━━ SOURCE MATERIAL

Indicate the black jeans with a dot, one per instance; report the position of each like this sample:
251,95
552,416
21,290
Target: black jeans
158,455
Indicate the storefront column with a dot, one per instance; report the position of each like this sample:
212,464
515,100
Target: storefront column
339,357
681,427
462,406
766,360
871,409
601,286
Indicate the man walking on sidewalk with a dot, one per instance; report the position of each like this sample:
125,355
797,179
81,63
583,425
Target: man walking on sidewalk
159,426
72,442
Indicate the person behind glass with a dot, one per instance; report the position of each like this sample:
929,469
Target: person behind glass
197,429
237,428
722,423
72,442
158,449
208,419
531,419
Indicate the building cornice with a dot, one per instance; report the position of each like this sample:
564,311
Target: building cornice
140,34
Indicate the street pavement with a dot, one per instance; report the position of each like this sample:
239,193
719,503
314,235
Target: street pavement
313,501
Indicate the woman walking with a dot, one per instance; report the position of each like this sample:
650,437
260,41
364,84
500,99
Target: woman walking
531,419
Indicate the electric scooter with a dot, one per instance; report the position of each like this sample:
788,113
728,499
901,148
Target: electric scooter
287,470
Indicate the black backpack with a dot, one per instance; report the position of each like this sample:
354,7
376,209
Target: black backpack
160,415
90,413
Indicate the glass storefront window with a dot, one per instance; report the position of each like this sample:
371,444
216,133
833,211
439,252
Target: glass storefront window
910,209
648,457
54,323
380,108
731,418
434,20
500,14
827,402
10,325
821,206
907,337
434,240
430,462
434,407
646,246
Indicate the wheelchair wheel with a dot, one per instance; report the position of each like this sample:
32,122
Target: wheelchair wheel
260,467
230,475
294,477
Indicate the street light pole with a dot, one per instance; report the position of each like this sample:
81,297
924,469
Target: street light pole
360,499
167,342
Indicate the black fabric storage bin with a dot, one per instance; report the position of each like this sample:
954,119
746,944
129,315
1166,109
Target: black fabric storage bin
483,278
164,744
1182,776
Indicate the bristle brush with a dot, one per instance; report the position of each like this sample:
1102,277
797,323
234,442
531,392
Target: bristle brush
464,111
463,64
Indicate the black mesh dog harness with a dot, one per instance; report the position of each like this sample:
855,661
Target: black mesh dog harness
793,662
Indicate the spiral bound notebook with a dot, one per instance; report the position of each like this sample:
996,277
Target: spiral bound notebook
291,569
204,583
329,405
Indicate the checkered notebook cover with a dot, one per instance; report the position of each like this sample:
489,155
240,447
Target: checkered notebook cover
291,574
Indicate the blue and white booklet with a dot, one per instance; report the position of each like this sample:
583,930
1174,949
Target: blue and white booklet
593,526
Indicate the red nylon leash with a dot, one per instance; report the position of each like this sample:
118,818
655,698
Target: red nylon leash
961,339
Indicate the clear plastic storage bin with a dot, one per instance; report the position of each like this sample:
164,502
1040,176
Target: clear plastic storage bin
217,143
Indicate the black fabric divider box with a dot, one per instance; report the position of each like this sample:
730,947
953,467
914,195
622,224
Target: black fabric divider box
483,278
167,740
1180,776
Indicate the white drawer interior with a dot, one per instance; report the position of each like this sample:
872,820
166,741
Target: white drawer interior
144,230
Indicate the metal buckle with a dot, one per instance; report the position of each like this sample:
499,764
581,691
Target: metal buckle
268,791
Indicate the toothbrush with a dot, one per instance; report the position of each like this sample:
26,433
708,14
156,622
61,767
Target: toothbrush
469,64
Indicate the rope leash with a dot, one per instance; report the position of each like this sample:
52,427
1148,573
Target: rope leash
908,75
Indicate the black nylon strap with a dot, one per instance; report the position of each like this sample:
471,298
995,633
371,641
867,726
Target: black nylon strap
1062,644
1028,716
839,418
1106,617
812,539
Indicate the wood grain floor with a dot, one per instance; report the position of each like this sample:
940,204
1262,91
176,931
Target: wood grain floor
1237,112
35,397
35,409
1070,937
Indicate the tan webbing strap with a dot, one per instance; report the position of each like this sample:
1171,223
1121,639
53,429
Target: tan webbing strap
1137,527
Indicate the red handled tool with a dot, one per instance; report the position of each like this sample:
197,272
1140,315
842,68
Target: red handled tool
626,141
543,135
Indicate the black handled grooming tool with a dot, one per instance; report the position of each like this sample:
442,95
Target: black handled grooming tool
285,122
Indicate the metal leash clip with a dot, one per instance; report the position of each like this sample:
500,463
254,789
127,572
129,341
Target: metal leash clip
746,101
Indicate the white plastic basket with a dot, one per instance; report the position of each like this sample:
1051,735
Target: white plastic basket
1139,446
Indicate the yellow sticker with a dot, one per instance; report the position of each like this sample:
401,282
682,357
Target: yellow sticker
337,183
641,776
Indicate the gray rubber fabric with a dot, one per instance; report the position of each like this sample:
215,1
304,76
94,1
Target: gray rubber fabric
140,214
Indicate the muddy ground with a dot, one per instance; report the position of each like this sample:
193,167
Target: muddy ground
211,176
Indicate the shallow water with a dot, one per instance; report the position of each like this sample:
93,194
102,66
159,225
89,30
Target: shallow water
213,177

━━━━

▸ **BRIEF**
Find the line containing "Indicate the rope", then output it and every line after it to the end of the data, exactly.

▸ **THE RESULT**
Indicate the rope leash with a dot, one per instance; report the position of each like this sample:
52,427
1148,573
Target: rope leash
908,75
Indicate the black nylon strap with a dot, one per instance; report the position of each like this sample:
471,298
995,633
371,641
867,726
Target: black nylon strap
1062,644
1028,716
839,418
1106,617
812,539
Indicate the wood grain floor with a dot, one per instance; report the position of each like this sample:
940,204
1262,91
176,931
Target: wood grain floor
1237,112
35,397
35,409
1070,937
Indicate the tan webbing strap with a dot, one per instance; report the position of each like this sample:
1171,223
1121,639
53,429
Target: tan webbing strap
1137,527
Indicate the red handled tool with a dot, one per instance; report the position of each like this sample:
197,272
1140,315
842,68
Target: red handled tool
626,141
543,135
Indicate the black handled grooming tool with a dot, one per instance; report the position of each like this sample:
442,95
Target: black handled grooming tool
285,122
Indicate the metal leash clip with a dot, one per instance; report the position of each like this sample:
500,463
254,789
127,572
129,341
Target: metal leash clip
746,101
Indicate the white plastic basket with a dot, one per instance; report the position of each like this sample:
1051,735
Target: white plastic basket
1139,446
Indicate the yellow sticker with a dot, one per instance; report the position of each like this sample:
401,282
682,357
Target: yellow sticker
337,183
641,776
Indicate the gray rubber fabric with a dot, one per instance; report the position of each like this sample:
215,1
304,76
94,1
Target: gray rubber fabric
140,214
Indicate the muddy ground with a dot, one per instance; report the position of each like this sample:
193,167
Target: muddy ground
211,176
Indicate the shallow water with a dot, one per instance; report the position of each like this sample:
93,194
102,66
159,225
89,30
Target: shallow water
213,177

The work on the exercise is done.